Problem. Can you return all of the entries below word for word, leaving out the pictures?

====

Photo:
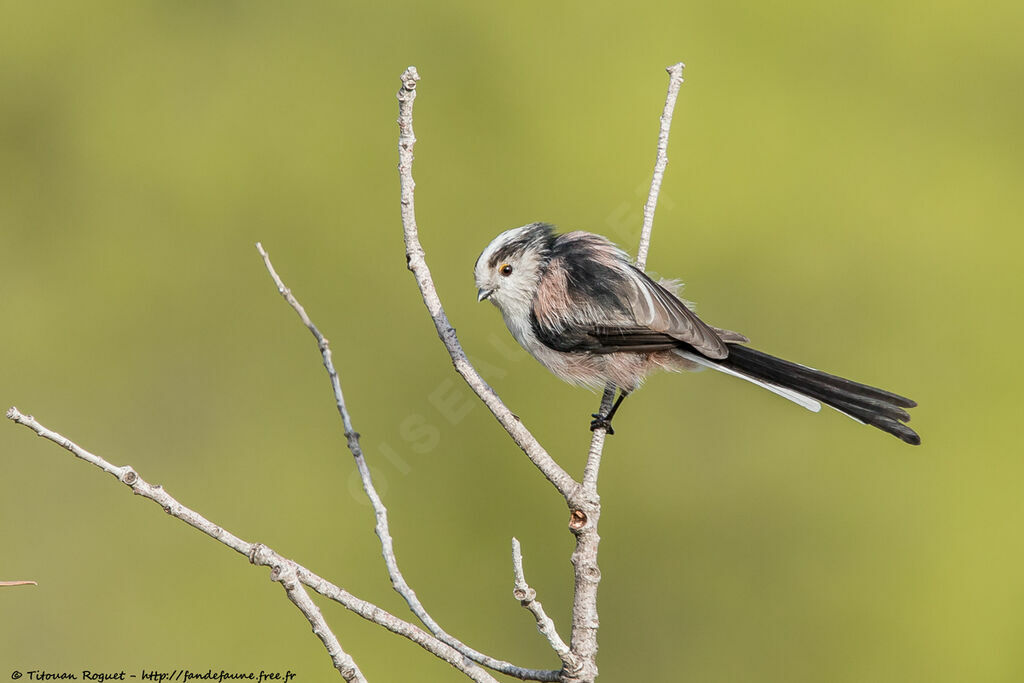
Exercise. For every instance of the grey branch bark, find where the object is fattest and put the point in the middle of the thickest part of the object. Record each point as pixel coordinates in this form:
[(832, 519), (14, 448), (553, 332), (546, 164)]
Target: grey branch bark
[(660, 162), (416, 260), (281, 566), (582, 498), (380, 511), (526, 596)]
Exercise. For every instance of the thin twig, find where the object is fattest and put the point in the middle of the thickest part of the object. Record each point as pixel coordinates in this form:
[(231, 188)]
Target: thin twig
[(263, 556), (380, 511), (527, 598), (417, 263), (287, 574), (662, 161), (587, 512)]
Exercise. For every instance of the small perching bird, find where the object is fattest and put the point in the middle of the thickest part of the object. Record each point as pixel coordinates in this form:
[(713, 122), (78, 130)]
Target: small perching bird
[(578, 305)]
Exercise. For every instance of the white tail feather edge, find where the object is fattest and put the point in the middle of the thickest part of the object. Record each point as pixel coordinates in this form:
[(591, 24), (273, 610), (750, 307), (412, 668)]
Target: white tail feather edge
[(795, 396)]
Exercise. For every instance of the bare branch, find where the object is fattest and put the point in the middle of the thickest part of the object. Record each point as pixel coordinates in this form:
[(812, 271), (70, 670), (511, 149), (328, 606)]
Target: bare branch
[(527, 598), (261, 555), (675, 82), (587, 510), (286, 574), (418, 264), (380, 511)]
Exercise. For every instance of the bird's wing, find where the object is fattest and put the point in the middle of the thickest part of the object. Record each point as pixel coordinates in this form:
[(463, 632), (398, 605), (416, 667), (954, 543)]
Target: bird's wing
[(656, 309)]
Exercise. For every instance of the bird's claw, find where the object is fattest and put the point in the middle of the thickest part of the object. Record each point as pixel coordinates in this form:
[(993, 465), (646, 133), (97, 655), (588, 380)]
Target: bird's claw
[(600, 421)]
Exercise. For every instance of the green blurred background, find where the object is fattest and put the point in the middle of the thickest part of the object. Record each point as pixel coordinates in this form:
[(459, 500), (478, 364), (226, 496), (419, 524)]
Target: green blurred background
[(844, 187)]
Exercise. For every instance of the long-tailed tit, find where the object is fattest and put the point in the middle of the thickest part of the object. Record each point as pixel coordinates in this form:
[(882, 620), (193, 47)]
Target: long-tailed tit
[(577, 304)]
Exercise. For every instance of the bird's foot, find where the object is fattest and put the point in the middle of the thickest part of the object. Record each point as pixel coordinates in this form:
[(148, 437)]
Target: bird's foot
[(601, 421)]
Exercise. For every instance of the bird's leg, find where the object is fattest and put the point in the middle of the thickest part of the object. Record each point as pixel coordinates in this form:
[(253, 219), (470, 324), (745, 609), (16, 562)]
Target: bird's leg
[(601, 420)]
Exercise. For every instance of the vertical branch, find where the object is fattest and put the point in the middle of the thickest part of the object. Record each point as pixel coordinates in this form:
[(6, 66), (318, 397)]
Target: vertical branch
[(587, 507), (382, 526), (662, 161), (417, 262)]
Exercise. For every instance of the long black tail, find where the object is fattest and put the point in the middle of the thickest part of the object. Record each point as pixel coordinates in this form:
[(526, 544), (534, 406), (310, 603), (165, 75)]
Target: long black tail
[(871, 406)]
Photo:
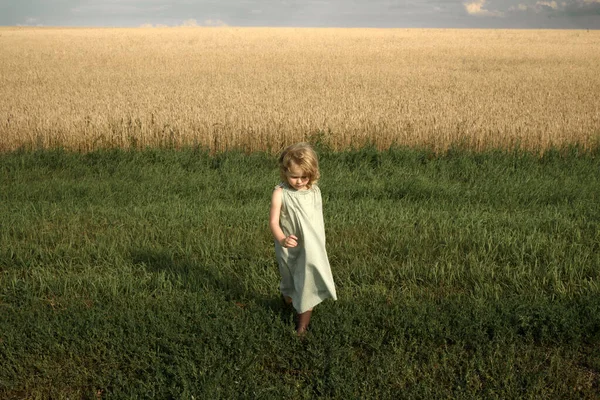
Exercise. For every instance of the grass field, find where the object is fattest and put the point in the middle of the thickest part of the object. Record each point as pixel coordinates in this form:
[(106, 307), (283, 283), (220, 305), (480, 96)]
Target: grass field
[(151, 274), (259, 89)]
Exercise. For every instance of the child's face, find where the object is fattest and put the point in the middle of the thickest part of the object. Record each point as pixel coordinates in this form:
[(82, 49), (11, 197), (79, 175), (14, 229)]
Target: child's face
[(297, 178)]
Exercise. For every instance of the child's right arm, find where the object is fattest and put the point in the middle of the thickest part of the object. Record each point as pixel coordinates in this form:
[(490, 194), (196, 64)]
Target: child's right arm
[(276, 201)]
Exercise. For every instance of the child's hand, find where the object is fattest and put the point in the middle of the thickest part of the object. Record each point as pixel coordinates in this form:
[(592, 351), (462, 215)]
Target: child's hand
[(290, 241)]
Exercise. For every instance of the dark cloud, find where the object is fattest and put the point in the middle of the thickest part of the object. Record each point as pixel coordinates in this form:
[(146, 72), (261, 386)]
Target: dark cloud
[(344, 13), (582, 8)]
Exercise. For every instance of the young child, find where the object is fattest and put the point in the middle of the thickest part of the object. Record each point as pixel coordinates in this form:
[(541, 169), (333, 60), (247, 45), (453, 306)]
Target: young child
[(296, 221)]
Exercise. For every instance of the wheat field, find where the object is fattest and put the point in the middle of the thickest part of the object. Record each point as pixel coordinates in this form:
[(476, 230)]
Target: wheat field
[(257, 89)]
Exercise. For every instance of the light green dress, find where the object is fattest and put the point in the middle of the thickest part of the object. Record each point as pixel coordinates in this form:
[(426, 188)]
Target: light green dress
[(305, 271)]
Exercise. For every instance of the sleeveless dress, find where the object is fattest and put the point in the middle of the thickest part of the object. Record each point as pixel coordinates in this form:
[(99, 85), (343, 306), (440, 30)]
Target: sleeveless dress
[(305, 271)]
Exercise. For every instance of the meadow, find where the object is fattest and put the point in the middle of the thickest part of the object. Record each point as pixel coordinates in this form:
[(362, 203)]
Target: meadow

====

Correct answer.
Photo:
Exercise. For every instance of the grey branch bark, find where the object is fattest and put the point in the middle of the thickest part of the object. Record each point as pixel coordinates in this form:
[(832, 519), (14, 448), (553, 332), (546, 164)]
Target: grey branch bark
[(660, 162), (416, 260), (281, 566), (582, 498), (380, 511), (526, 596)]
Exercise. For every instance of the thin twig, find where the object is fattest and put the point in the middle of the thickest part of the object. Record each point as pixel coordinates in this form:
[(231, 188)]
Target: thin twig
[(263, 556), (380, 511), (527, 598), (417, 263), (287, 574), (662, 161), (587, 512)]
Exercise. For every instance of the small perching bird, find where the object is fattest and put the point in the middle of the thickest part of the object. Record each point as pixel coordinates in this form:
[(713, 122), (78, 130)]
Target: small perching bird
[(578, 305)]
Exercise. For every instance of the white tail feather edge, find where the object is fattest and put the point in the middle of the thickest part of the object. Record each point as pixel coordinates in this form:
[(591, 24), (273, 610), (750, 307), (412, 668)]
Target: white tail feather edge
[(795, 396)]
Exercise. For every instance of the bare branch, find where the object is fattest and put the point in the middle of the thickest part of the object. Record each point as pixel coordinates in this form:
[(812, 271), (70, 670), (511, 149), (328, 606)]
Target: bare branch
[(527, 598), (261, 555), (675, 82), (587, 510), (286, 574), (418, 264), (380, 511)]
Exercise. For every instance of the bird's wing, find where the object is fattest and put the point in the middle of the thickest part of the object. Record each point as pixel coordinates in this form:
[(463, 632), (398, 605), (416, 667), (954, 543)]
Target: bird's wing
[(656, 309)]
Exercise. For every instance of the bird's claw, find where the object is fattest and put the point in the middle of the thickest part of the object. Record each point as pixel coordinates in this form:
[(993, 465), (646, 133), (97, 655), (588, 380)]
Target: bird's claw
[(600, 421)]
Exercise. For every instance of the green blurred background, find where the object is fattest and put the point in the middle of the thickest part of the object. Record each point as pixel coordinates in this form:
[(459, 500), (478, 364), (226, 496), (419, 524)]
Target: green blurred background
[(844, 187)]
Exercise. For every instance of the long-tailed tit, find where the object is fattest and put the point in the middle of the thickest part of the object. Record each point as pixel coordinates in this form:
[(882, 620), (193, 47)]
Target: long-tailed tit
[(577, 304)]
Exercise. For every instance of the bird's foot, find where the object is fattest and put the point in the middle of the thickest part of the object. Record each point as pixel coordinates in this form:
[(148, 437)]
Target: bird's foot
[(601, 421)]
Exercise. For every instance of the bird's leg, find where the object is fattest and put the point in the middle of the thickest part of the object. Record each point as pixel coordinates in this form:
[(253, 219), (470, 324), (745, 609), (16, 562)]
Target: bird's leg
[(601, 420)]
Exercise. For every instance of the vertical branch, find where the object is fattest and put the point in the middle of the thickest part of the object. Record each point as pixel coordinates in this form:
[(6, 66), (318, 397)]
Target: vertical branch
[(587, 507), (382, 526), (662, 161), (417, 262)]
Exercise. For every instance of the long black tail, find where the object is fattest and put the point in the middle of the thickest part of the object. Record each point as pixel coordinates in this form:
[(526, 544), (534, 406), (310, 603), (165, 75)]
Target: long black tail
[(871, 406)]
Photo:
Exercise. For every instance of the grass field, find where the object is fattest and put the point in the middle of the thickest part of the object. Record each point as pixel coordinates in this form:
[(106, 307), (283, 283), (220, 305), (480, 96)]
Target: grass field
[(151, 274), (259, 89)]
Exercise. For every instance of the child's face, find where the object is fattest and put the point in the middle of the thickest part of the object. Record each point as pixel coordinates in this form:
[(82, 49), (11, 197), (79, 175), (14, 229)]
Target: child's face
[(297, 178)]
Exercise. For every instance of the child's right arm, find where the object is fattest and put the point in the middle of the thickest part of the object. Record each point as pixel coordinates in this form:
[(490, 194), (196, 64)]
Target: child's right arm
[(276, 201)]
Exercise. For every instance of the child's hand, find where the object is fattest and put the point in the middle of the thickest part of the object. Record each point as pixel coordinates in this form:
[(592, 351), (462, 215)]
Target: child's hand
[(290, 241)]
Exercise. For every instance of the dark cloud, find where the object is fattest and put the point in the middle of the thickest part of the object. Record each point as pixel coordinates in this form:
[(146, 72), (261, 386)]
Target: dark cloud
[(344, 13), (582, 8)]
Exercise. For every instance of the young child, find where the object is fattest and put the point in the middle of the thickest part of the object. Record each point as pixel coordinates in this form:
[(541, 169), (333, 60), (247, 45), (453, 306)]
Target: young child
[(296, 221)]
Exercise. For every instance of the wheat field, find where the object is fattest and put the point in the middle of the thickest part of the object. Record each point as pixel coordinates in this form:
[(476, 230)]
Target: wheat field
[(257, 89)]
Exercise. For every instance of the light green dress, find where the object is fattest and put the point in the middle of the thickest part of the object. Record each point as pixel coordinates in this form:
[(426, 188)]
Target: light green dress
[(305, 271)]
Exercise. For every instance of the sleeveless dress, find where the object is fattest and put the point in the middle of the thickest part of the object. Record each point as pixel coordinates in this form:
[(99, 85), (343, 306), (440, 30)]
Target: sleeveless dress
[(305, 271)]
Exercise. For every instance of the meadow, find where the object is fattest and put the point in the middle of the thickest part of the object. Record each point as pixel coordinates in this form:
[(362, 203)]
Target: meadow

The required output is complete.